◆ Short exercise ◆
List every line of the material below that contains the word "outline", copying each line in full.

::::::::

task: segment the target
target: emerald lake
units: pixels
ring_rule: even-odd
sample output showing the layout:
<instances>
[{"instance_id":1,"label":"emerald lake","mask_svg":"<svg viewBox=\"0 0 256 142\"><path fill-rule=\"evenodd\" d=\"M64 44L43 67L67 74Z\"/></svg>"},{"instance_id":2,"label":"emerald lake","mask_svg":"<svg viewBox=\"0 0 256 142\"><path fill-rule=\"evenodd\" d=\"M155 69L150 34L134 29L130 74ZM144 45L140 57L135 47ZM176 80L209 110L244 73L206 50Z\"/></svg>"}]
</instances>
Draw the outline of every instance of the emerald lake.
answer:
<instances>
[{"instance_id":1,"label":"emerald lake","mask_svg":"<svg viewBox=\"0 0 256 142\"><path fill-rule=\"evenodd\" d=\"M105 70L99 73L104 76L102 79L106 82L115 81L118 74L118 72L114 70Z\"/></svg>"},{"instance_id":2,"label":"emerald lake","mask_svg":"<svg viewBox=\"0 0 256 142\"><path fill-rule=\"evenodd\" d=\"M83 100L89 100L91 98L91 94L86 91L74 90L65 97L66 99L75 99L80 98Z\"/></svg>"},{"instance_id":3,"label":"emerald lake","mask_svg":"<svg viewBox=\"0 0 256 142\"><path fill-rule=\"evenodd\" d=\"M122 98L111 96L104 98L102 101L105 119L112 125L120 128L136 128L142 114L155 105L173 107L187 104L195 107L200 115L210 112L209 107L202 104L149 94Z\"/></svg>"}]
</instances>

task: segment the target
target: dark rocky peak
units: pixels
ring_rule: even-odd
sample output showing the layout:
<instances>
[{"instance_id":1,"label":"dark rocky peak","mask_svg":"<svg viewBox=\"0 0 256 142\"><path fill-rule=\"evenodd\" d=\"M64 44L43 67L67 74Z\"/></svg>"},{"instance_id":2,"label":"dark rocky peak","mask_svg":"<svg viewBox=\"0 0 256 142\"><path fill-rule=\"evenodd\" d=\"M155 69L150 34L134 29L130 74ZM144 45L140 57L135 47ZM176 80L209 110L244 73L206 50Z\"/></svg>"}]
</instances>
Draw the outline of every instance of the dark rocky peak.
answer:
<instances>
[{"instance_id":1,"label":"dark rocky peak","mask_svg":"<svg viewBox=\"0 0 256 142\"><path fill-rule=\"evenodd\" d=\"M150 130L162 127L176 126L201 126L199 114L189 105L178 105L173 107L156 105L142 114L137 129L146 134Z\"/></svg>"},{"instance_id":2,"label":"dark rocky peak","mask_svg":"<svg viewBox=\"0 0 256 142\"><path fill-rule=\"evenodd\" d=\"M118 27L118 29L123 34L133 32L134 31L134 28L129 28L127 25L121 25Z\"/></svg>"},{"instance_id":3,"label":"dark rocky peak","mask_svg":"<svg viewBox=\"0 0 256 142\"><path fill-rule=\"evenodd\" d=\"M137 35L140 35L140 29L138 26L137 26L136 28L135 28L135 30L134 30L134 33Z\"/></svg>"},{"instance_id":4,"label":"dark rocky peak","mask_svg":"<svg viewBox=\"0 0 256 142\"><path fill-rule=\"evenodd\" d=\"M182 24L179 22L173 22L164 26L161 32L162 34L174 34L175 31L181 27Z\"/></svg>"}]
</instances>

::::::::

◆ Exercise answer ◆
Draw the outline of every instance of the emerald lake.
Draw the outline of every instance of the dark rocky peak.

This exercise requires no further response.